-- Dataset follows --

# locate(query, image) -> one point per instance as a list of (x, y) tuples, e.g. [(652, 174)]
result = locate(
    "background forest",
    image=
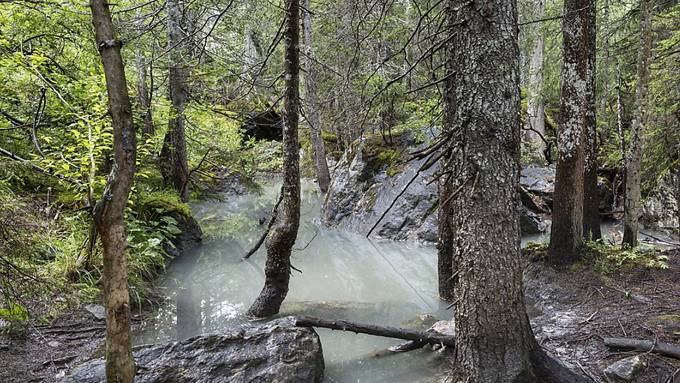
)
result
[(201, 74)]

-- Dataset concluded --
-- Dataset follows --

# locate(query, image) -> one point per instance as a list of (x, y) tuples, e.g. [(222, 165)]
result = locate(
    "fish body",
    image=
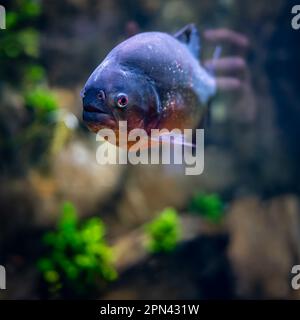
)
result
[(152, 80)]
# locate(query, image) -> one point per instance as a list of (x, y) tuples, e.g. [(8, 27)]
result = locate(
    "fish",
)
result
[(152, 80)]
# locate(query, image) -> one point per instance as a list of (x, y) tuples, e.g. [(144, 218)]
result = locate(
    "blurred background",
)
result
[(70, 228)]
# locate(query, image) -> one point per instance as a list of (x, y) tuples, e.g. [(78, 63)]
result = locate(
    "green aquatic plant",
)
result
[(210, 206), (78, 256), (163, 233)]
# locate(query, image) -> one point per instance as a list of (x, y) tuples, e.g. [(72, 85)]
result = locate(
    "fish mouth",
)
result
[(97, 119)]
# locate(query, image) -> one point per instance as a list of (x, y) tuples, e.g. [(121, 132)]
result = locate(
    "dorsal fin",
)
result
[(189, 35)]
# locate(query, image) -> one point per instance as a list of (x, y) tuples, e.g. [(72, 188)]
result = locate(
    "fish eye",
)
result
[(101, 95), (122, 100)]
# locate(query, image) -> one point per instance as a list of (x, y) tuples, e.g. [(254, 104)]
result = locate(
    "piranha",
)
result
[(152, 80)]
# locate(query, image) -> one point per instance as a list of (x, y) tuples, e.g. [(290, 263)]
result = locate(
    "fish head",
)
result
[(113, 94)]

-- Dataset concluded --

Required action:
Pull each line containing "instance" from the records.

Task response:
# locate(query, image) -> one point per instance as a list of (x, y) tuples, e.g. [(652, 174)]
# locate(query, image) -> one point per instance as a list of (x, y) tuples, e.g. [(222, 165)]
# locate(query, image) -> one point per instance as a list of (x, y) tuples, e.g. [(8, 27)]
# locate(query, image) -> one point per instance as a list of (x, y) tuples, e.g. [(144, 218)]
# locate(query, image) -> one point per instance as a list of (x, y) tuples, e.g. [(78, 63)]
# locate(query, image) -> one point per instance as a list of (x, y) tuples, e.g. [(72, 85)]
# locate(query, image) -> one point per instance as a list of (x, y) tuples, e.g. [(121, 132)]
# locate(query, image) -> one point per instance as a list of (x, y) tuples, e.g. [(72, 188)]
# locate(query, image) -> one point per instance as a list of (x, y) tuples, e.g. [(254, 104)]
# locate(query, image) -> one point per instance as a list of (x, y) tuples, e.g. [(290, 263)]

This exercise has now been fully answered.